▸ **Request A**
From the C# strings tutorial below, list each fact it states about strings in C#, one per line.

▸ **Selected extract**

************

Monday, October 28, 2013

Working with String data in C#

 

In this tutorial we’re going to take a tour of the features offered by string type(System.String),working with them,manipulating them and working with Regular Expressions.The keyword string is similar to System.String,in fact it is just a reference to .NET’s base class System.String.So whether you are using string or System.String ,they mean same.Due to the fact that almost every C# program uses string data somewhere,C# has a simple keyword to represent the base class System.String,which is string.String is just a collection of characters(an array of characters),if you ever had a background in C++ you’d knew how you used the char keyword to declare string data,like

char mystring[ ] = ””;.

Strings are reference types that means they can be set to null,for example :

string csharpstring = null;

and because of being reference types they are stored on the managed heap(A managed heap is similar to heap but it is maintained by Common Language Runtime(CLR) of .NET platform.So that now we know some basics about strings,let’s focus ourselves to other functions of strings.

************

▸ **Material for this task**
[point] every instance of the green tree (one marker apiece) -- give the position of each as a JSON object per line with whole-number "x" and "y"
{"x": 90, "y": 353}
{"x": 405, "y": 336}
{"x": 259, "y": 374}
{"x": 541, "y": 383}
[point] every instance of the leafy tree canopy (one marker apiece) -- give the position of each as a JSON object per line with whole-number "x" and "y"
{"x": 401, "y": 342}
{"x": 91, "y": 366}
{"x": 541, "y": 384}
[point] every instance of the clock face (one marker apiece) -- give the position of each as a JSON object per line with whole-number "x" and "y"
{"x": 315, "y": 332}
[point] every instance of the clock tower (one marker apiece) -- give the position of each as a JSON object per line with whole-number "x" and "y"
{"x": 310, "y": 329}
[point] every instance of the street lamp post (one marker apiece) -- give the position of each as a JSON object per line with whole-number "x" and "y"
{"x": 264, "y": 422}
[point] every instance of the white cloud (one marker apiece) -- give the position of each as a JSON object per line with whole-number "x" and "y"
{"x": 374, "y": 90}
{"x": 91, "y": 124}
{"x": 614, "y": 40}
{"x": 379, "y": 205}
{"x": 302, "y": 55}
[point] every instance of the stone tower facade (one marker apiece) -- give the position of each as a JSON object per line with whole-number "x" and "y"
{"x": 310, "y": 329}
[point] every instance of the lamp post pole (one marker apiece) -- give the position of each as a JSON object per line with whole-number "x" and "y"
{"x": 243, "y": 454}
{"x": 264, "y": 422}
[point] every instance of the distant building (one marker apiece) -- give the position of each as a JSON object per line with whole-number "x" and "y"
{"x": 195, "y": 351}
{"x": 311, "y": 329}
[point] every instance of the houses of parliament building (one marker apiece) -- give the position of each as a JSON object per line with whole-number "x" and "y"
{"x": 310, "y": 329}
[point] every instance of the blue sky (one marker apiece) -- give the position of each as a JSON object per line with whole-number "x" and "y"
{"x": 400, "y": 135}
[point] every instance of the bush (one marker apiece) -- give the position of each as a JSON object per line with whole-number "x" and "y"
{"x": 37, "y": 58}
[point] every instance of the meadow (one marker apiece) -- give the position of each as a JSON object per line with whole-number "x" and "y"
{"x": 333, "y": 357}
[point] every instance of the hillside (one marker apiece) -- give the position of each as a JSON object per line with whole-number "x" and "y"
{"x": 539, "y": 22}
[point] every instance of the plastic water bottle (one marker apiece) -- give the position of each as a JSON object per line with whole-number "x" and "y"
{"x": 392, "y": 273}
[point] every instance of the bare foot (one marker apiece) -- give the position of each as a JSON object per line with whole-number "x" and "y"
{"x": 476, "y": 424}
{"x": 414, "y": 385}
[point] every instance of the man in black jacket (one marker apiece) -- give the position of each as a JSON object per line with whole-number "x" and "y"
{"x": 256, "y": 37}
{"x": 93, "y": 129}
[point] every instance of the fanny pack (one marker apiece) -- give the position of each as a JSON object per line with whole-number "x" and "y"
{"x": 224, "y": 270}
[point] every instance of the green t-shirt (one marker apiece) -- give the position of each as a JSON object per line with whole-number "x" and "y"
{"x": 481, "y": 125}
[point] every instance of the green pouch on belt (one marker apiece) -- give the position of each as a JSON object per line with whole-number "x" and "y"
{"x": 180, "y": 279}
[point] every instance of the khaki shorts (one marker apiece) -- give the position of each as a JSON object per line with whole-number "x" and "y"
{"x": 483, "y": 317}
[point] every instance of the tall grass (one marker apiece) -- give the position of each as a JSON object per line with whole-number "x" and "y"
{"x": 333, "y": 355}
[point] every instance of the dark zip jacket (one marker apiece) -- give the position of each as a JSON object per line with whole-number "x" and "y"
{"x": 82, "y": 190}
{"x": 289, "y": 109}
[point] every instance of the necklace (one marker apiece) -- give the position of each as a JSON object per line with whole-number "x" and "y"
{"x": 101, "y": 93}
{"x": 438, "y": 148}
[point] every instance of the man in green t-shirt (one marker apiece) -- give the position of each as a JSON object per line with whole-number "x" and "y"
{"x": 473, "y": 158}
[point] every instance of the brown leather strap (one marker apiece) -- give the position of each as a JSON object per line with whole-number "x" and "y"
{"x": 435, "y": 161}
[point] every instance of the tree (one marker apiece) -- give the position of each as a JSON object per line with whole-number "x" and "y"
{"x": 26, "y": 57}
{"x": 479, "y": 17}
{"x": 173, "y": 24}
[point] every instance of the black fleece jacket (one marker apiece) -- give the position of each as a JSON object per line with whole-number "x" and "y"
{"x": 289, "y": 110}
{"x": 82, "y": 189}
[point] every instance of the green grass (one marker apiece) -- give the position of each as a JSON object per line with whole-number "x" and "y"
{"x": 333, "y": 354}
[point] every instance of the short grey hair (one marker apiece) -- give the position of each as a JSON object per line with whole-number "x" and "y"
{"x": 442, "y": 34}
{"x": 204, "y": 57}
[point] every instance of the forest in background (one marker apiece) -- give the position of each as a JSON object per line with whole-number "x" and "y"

************

▸ **Request B**
Please pull out every line of the entries that contains the word "green". Case counts.

▸ **Finished answer A**
The keyword string is a reference to the .NET base class System.String, so the two mean the same.
A string is a collection of characters, an array of characters.
Strings are reference types.
Strings can be set to null.
Strings are stored on the managed heap.

▸ **Finished answer B**
[point] every instance of the green tree (one marker apiece) -- give the position of each as a JSON object per line with whole-number "x" and "y"
[point] every instance of the green t-shirt (one marker apiece) -- give the position of each as a JSON object per line with whole-number "x" and "y"
[point] every instance of the green pouch on belt (one marker apiece) -- give the position of each as a JSON object per line with whole-number "x" and "y"
[point] every instance of the man in green t-shirt (one marker apiece) -- give the position of each as a JSON object per line with whole-number "x" and "y"
[point] every instance of the green grass (one marker apiece) -- give the position of each as a JSON object per line with whole-number "x" and "y"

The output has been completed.